> _REQUIRED WORK_
Pull out each line of the items that contains the word "white". Case counts.

> _MATERIALS PROVIDED_
═══

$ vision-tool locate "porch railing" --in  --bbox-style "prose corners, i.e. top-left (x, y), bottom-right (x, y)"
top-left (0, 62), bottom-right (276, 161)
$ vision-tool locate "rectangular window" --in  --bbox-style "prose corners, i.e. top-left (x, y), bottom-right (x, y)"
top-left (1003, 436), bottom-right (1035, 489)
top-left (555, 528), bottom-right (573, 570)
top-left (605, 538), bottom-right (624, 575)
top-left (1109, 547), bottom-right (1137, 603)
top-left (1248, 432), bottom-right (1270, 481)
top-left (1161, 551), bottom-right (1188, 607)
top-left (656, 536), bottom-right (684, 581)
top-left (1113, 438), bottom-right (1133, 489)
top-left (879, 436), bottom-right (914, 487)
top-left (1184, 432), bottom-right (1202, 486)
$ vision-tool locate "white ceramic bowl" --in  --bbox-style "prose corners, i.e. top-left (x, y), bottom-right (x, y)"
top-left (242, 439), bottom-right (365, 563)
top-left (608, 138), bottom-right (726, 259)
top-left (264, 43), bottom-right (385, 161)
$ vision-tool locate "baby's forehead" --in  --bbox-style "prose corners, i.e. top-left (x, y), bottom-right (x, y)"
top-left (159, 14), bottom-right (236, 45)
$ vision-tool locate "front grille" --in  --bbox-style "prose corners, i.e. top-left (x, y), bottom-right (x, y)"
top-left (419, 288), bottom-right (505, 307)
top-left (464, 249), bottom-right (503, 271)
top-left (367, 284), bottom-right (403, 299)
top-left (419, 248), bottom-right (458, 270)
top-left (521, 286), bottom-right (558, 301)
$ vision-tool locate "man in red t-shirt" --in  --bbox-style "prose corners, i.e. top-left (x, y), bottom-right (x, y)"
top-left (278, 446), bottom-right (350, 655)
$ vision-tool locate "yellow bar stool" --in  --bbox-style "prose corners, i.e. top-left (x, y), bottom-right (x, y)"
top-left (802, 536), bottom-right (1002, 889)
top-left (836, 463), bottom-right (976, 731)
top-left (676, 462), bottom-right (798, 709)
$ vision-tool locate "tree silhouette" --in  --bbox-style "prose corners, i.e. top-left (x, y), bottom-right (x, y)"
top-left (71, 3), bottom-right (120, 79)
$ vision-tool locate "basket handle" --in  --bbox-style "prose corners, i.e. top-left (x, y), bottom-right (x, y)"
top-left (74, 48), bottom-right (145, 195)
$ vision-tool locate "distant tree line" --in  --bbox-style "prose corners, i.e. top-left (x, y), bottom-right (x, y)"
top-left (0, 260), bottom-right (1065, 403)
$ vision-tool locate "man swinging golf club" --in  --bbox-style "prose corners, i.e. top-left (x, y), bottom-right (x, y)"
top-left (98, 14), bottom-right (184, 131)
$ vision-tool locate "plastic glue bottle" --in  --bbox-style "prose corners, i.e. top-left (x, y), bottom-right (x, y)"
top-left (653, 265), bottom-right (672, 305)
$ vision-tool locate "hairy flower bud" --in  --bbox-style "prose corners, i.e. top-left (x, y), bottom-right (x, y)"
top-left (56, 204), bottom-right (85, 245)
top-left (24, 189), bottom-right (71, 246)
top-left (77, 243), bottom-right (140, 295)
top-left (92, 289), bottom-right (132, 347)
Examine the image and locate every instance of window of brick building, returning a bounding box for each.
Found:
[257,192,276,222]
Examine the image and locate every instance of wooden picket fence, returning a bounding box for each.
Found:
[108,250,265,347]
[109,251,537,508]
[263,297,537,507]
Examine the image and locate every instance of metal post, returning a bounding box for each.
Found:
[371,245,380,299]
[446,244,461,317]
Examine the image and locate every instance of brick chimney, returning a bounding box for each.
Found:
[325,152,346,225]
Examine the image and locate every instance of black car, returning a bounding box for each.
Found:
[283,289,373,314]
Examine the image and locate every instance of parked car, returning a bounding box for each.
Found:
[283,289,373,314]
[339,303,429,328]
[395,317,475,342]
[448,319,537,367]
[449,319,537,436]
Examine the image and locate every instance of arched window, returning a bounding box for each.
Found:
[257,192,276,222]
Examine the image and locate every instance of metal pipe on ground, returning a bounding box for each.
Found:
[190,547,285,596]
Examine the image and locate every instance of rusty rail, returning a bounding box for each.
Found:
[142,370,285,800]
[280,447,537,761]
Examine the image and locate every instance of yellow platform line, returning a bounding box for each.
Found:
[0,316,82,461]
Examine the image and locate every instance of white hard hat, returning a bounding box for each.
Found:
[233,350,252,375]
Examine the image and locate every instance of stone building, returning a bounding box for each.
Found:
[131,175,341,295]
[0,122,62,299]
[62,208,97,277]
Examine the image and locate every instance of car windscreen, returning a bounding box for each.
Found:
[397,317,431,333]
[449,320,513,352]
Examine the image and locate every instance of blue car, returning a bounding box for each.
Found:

═══

> _WRITTEN ANSWER_
$ vision-tool locate "white ceramic bowl" --in  --bbox-style "prose corners, i.e. top-left (x, y), bottom-right (x, y)"
Examine the image and locate every instance of white hard hat, returning a bounding box for each.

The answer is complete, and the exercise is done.